What is both scary and exciting – as in, hopeful – is that, regardless of what this godforsaken government does, regardless of how bad their crimes and tyranny and war-mongering get, we are all ultimately going to be faced with that “mere survival” situation, and quite possibly within our lifetime. We might fear the insanity and cruelty of oppressive powers, but that will not hold a candle to struggling against the wrath of Mother Earth when she has had enough of being so mindlessly abused.

Regardless of whether we are surviving tyranny or Nature’s revolt against us, though, the ultimate solution will be the same. We’ll be forced to shed the mortal coil of all this superfluous crap and remember what it’s like to simply survive. And we can only do that together, as communities, where no one loses out and no one takes the lion’s share. Recycling, though of course a good effort toward staving off the inevitable annihilation of the planet, is alas somehow a somewhat cosmetic solution. Do any of us really know what happens to all those plastic water bottles and to-go boxes after we place them on the curb? We have become so completely out of touch with, so abstracted from, the earth that sustains us – indeed, even alienated from the basic awareness that it is always and ultimately the earth that sustains us – that none of us could really easily make the transition from our lives of running water, flush toilets, delivered food and heat, and waste removal, let alone airports and cell phones and SUVs, to anything more primitive. Most of us have encountered this rough kind of life on camping trips or visits to third world countries, but these are really just survival voyeurism. We’re not even phoning it in because we’ve totally lost the number.

My point in all this, I suppose, is to suggest first of all that our only hope for surviving the multifarious insanities of our current world is likely to simply render the insane leaders irrelevant by tending to the needs of our local communities without dependencies upon the powers that be, as best we can. And be prepared for the worst, of course, by recognizing that the basics are really all that matters: food, water, clothing, shelter, medicine, education. Even safety and security tend to take care of themselves to a great extent when everyone is working together, when no one is exploiting his neighbors, and no one is going without.

Blessed are the meek, for they shall possess the land.

A second corollary suggestion might be the simple caution to consider that the principles we are ultimately espousing may only be most fully realized at that edge of survival, or at least with a keen eye to that edge. Once survival and security are assured, then it’s just too tempting to take them for granted and to start harboring what you have, and from there, it’s a slippery slope to hoarding and hating any and all who might take it away.
━━━━━━━━━━━━━━━━━━━━
TASK DETAILS:
Reproduce the part of the essay on community survival starting at "Blessed are the" and ending at "take it away.".

RECORDED DATA:
━━━━━━━━━━━━━━━━━━━━
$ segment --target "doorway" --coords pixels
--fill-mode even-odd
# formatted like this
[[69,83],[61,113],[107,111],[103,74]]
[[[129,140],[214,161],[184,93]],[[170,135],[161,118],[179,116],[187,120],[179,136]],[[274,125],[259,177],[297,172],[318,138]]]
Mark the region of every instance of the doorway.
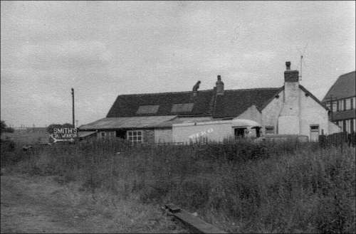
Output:
[[116,137],[121,139],[126,139],[126,131],[125,130],[116,130]]
[[244,127],[244,128],[236,128],[234,130],[235,139],[245,137],[245,130],[246,129],[246,127]]
[[310,125],[310,141],[318,142],[319,140],[319,125]]

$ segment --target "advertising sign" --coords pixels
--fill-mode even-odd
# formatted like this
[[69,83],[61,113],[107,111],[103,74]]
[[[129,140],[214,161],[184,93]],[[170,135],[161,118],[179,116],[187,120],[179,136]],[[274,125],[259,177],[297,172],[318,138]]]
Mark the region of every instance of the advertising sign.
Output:
[[77,129],[74,127],[54,128],[53,133],[51,134],[53,142],[74,142],[77,137]]

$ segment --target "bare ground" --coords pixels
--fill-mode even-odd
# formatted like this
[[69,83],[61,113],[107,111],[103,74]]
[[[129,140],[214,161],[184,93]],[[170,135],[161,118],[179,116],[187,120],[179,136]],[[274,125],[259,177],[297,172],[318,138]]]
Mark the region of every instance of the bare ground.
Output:
[[1,176],[1,233],[186,233],[157,206],[93,199],[53,176]]

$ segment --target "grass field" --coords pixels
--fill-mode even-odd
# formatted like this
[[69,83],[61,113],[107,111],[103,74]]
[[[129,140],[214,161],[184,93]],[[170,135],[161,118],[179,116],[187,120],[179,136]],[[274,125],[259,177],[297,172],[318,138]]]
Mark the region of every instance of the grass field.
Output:
[[355,149],[318,143],[58,145],[1,157],[92,194],[174,203],[231,233],[355,233]]

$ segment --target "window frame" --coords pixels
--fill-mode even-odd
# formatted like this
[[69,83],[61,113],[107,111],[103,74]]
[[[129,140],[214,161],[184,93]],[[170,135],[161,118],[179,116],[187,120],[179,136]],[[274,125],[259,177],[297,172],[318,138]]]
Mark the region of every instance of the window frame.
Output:
[[127,132],[127,139],[131,143],[143,143],[142,130],[128,130]]

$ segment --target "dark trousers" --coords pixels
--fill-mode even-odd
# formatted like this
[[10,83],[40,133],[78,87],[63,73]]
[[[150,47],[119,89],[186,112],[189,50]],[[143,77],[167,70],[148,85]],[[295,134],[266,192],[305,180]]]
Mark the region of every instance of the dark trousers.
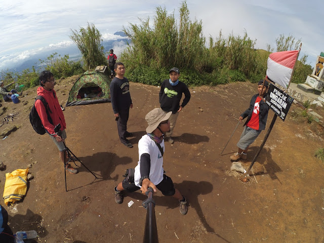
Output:
[[[17,94],[17,90],[11,90],[10,91],[11,93],[12,93],[13,94]],[[4,100],[5,100],[5,101],[9,101],[11,99],[11,96],[10,95],[4,95]]]
[[122,143],[126,144],[128,140],[126,139],[127,134],[127,122],[130,115],[130,108],[119,110],[119,118],[117,121],[117,128],[118,129],[118,135]]

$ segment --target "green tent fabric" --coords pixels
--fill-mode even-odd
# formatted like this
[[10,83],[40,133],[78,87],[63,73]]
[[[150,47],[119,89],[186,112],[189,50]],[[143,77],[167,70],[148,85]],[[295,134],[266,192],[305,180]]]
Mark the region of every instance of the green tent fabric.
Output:
[[110,102],[111,82],[110,78],[102,72],[85,72],[71,89],[66,106]]

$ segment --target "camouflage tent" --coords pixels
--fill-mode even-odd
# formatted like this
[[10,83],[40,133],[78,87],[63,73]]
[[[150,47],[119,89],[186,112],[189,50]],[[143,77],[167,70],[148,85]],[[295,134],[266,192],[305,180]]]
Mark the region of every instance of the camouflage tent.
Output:
[[110,102],[111,82],[110,78],[102,72],[85,72],[71,89],[66,106]]

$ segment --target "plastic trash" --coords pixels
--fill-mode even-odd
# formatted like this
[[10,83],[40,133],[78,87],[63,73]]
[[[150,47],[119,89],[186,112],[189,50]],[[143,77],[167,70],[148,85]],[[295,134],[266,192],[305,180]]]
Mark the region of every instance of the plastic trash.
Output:
[[24,239],[33,239],[37,237],[37,232],[35,230],[28,231],[18,231],[16,233],[15,236],[15,243],[24,243]]
[[16,90],[17,90],[17,92],[20,92],[24,86],[25,85],[19,85],[18,87],[16,87]]

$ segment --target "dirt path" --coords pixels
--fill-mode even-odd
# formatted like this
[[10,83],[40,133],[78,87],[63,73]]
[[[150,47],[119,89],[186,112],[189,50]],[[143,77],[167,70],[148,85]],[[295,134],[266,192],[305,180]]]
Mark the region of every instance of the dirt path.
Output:
[[[254,167],[256,175],[248,183],[229,172],[229,156],[236,150],[241,126],[220,155],[256,85],[190,89],[191,99],[175,129],[175,143],[166,144],[164,156],[167,174],[187,196],[190,207],[182,216],[174,198],[159,192],[154,195],[160,242],[324,240],[323,165],[313,155],[322,147],[322,139],[306,122],[297,123],[290,113],[285,122],[277,119]],[[56,86],[62,104],[71,87],[68,80]],[[14,232],[36,230],[39,238],[29,242],[142,241],[146,211],[141,206],[146,196],[127,194],[117,205],[113,188],[125,170],[137,165],[137,143],[146,127],[144,116],[158,107],[159,88],[132,83],[130,89],[134,108],[128,127],[135,135],[131,140],[133,148],[120,143],[110,103],[66,108],[67,145],[100,178],[95,180],[82,167],[78,174],[67,175],[67,192],[57,148],[47,135],[36,134],[28,119],[35,89],[25,92],[29,94],[20,104],[6,104],[8,109],[3,115],[20,109],[14,124],[21,127],[0,140],[0,159],[7,165],[0,172],[1,190],[6,173],[32,164],[30,172],[35,176],[23,201],[17,204],[18,212],[8,208]],[[24,102],[28,103],[23,105]],[[291,110],[297,108],[293,105]],[[270,111],[266,129],[273,116]],[[265,134],[253,144],[244,166],[249,166]],[[135,204],[129,208],[131,200]]]

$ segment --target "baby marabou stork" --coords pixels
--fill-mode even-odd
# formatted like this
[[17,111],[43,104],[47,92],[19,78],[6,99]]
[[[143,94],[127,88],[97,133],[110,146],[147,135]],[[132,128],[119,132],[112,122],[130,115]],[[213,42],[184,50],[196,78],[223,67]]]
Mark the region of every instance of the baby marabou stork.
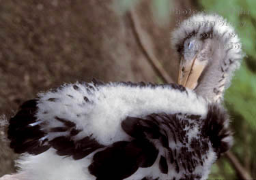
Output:
[[218,102],[242,58],[241,49],[218,48],[240,43],[220,20],[197,15],[173,33],[181,58],[178,82],[188,88],[94,79],[25,102],[8,128],[10,147],[22,154],[18,173],[3,178],[207,179],[232,143]]

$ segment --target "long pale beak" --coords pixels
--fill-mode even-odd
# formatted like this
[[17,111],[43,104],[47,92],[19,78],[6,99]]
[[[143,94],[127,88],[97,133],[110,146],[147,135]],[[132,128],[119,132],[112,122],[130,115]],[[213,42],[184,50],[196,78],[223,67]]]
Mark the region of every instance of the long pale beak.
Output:
[[197,54],[188,62],[182,57],[180,64],[177,83],[191,90],[197,86],[198,79],[207,65],[206,60],[201,61],[197,58]]

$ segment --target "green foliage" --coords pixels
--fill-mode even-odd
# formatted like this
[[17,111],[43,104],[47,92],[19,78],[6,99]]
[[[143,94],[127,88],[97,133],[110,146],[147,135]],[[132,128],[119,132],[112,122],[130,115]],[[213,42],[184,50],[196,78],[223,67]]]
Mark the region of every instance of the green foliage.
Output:
[[[244,165],[249,156],[248,170],[253,178],[256,168],[256,1],[255,0],[198,0],[206,12],[215,12],[224,16],[236,29],[241,38],[246,58],[227,90],[225,99],[232,120],[235,144],[232,149],[241,164]],[[242,26],[241,23],[244,24]],[[223,163],[225,160],[222,160]],[[220,165],[220,163],[218,163]],[[229,167],[230,168],[230,167]],[[227,166],[213,168],[210,179],[233,179],[236,173]],[[236,177],[237,178],[237,177]]]

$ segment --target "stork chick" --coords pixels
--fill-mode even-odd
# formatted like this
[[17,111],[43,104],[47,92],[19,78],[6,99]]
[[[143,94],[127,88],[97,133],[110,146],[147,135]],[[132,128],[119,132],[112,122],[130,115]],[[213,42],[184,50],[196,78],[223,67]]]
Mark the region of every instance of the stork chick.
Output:
[[180,58],[177,83],[221,102],[244,56],[233,28],[217,14],[197,14],[173,32],[171,43]]
[[178,82],[188,88],[94,79],[23,103],[8,127],[11,148],[22,154],[16,161],[19,174],[13,177],[207,179],[212,164],[232,144],[228,114],[215,101],[221,99],[242,52],[216,46],[232,39],[239,43],[238,37],[201,37],[218,35],[223,28],[185,24],[220,18],[197,15],[173,33],[181,57]]

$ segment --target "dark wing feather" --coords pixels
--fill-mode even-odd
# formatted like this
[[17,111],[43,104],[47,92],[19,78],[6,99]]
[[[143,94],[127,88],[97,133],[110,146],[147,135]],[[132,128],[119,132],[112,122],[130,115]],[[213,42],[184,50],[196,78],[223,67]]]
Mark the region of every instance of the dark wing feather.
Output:
[[39,125],[29,126],[36,122],[37,99],[32,99],[23,103],[15,116],[10,120],[8,139],[10,147],[16,153],[28,152],[38,154],[50,148],[48,145],[42,145],[38,140],[45,136]]
[[[58,117],[55,120],[62,123],[61,127],[54,127],[48,132],[40,128],[40,124],[30,126],[38,121],[38,99],[29,100],[24,103],[18,112],[10,120],[8,127],[8,139],[10,140],[10,147],[16,153],[27,152],[36,155],[44,152],[50,147],[57,149],[59,156],[72,156],[74,159],[81,159],[104,145],[98,143],[91,137],[85,137],[79,141],[74,141],[72,137],[77,134],[81,130],[75,128],[76,124],[68,120]],[[57,137],[51,141],[40,139],[47,135],[48,132],[68,132],[67,136]]]

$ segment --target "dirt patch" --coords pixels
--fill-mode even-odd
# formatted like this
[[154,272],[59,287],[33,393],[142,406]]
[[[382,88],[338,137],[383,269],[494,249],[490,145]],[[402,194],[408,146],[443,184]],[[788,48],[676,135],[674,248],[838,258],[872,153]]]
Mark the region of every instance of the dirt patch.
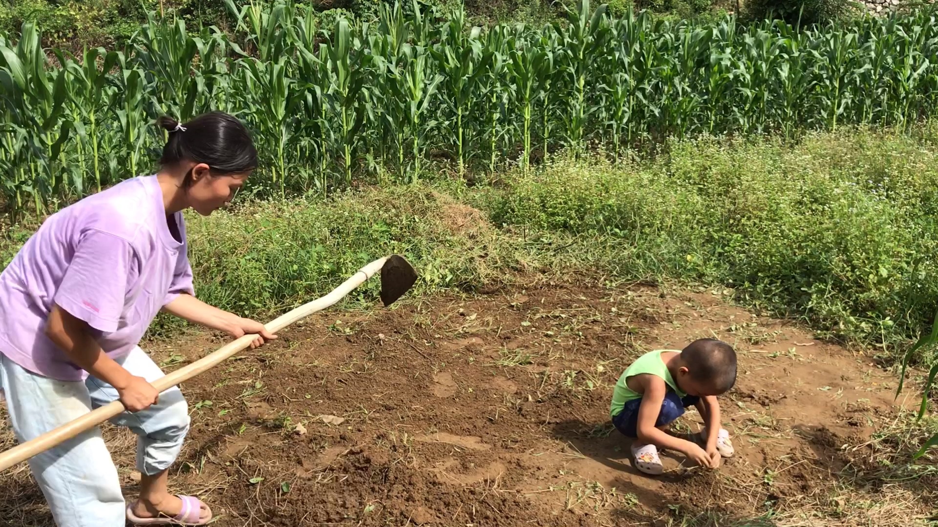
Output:
[[[896,422],[890,374],[719,294],[551,284],[405,301],[341,334],[334,318],[183,386],[174,490],[206,500],[215,525],[917,525],[935,498],[928,473],[875,483],[896,475],[869,460]],[[739,354],[720,398],[736,455],[710,472],[666,452],[648,477],[609,423],[612,386],[642,353],[704,336]],[[690,411],[675,433],[699,426]],[[105,431],[133,495],[132,442]],[[52,525],[23,467],[0,489],[0,524]]]

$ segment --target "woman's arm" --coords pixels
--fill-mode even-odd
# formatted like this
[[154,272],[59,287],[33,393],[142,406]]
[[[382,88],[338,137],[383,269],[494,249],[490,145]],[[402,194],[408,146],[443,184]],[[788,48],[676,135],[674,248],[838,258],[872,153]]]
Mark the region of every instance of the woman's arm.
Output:
[[130,412],[145,410],[159,395],[143,377],[137,377],[105,354],[88,333],[88,324],[53,304],[46,319],[46,336],[79,368],[117,389]]
[[223,331],[234,339],[256,334],[258,338],[251,342],[252,349],[277,339],[263,324],[219,309],[188,294],[179,294],[163,306],[162,310],[189,323]]

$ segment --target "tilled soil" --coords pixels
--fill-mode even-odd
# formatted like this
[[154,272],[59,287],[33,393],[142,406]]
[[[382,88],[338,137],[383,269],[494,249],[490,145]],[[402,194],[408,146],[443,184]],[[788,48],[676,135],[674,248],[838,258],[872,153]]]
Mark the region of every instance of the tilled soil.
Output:
[[[544,284],[320,313],[183,386],[192,429],[174,490],[199,495],[219,526],[913,525],[927,516],[933,493],[922,489],[934,476],[890,481],[874,460],[902,402],[895,377],[721,294]],[[704,471],[667,452],[665,474],[643,474],[609,422],[612,386],[639,354],[702,337],[738,353],[737,384],[720,398],[736,454]],[[169,370],[222,343],[201,336],[150,350]],[[691,410],[674,433],[699,422]],[[131,497],[133,438],[106,432]],[[12,445],[0,433],[0,446]],[[23,466],[0,476],[0,525],[53,524]]]

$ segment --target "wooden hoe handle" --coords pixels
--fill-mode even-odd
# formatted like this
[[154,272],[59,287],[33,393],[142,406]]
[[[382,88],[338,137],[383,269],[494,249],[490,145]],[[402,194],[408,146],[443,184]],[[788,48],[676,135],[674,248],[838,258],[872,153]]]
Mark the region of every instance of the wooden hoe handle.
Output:
[[[361,285],[365,280],[374,276],[381,270],[388,257],[380,258],[365,265],[352,278],[342,282],[339,287],[332,290],[325,296],[317,298],[308,304],[304,304],[288,313],[281,315],[265,324],[267,331],[276,333],[280,329],[294,324],[295,322],[307,317],[316,311],[320,311],[341,300],[353,289]],[[160,393],[173,386],[188,381],[196,375],[210,369],[219,363],[237,354],[250,346],[257,335],[245,335],[236,340],[229,342],[201,359],[180,368],[168,375],[157,379],[153,383],[153,387]],[[53,429],[35,439],[27,441],[22,444],[14,446],[6,452],[0,453],[0,472],[3,472],[22,461],[24,461],[37,454],[55,446],[56,444],[71,439],[76,435],[96,427],[108,419],[115,417],[124,412],[124,403],[119,399],[112,401],[104,406],[73,419],[57,429]]]

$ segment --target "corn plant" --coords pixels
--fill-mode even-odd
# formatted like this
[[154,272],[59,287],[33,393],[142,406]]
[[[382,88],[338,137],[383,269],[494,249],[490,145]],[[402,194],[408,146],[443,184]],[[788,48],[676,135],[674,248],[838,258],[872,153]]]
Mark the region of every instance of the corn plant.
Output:
[[483,53],[480,27],[473,27],[468,34],[463,30],[464,13],[457,9],[450,14],[448,23],[441,28],[439,41],[431,53],[442,73],[442,91],[451,119],[446,128],[454,137],[459,173],[465,172],[466,122],[472,116],[471,109],[479,96],[478,82],[492,59],[492,53]]
[[295,0],[225,5],[230,36],[151,14],[122,50],[79,56],[41,49],[32,25],[0,35],[9,211],[52,210],[140,173],[166,139],[153,127],[164,113],[243,119],[271,183],[257,191],[282,196],[371,181],[386,165],[412,179],[428,151],[460,174],[528,171],[537,151],[598,145],[617,160],[670,136],[794,139],[843,124],[907,127],[938,108],[938,21],[927,12],[802,29],[630,9],[613,19],[581,0],[565,23],[478,28],[461,9],[406,0],[384,5],[373,24],[319,27]]

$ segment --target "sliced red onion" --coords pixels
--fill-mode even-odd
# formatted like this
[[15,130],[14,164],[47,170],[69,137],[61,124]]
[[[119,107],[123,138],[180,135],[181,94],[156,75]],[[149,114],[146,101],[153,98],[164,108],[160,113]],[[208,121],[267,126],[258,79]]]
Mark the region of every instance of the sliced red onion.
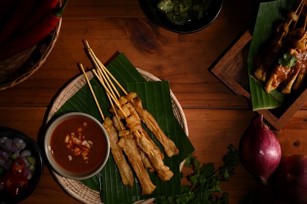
━━━━━━━━━━━━━━━━━━━━
SOLVED EXERCISE:
Blessed are the meek, for they shall possess the land.

A second corollary suggestion might be the simple caution to consider that the principles we are ultimately espousing may only be most fully realized at that edge of survival, or at least with a keen eye to that edge. Once survival and security are assured, then it’s just too tempting to take them for granted and to start harboring what you have, and from there, it’s a slippery slope to hoarding and hating any and all who might take it away.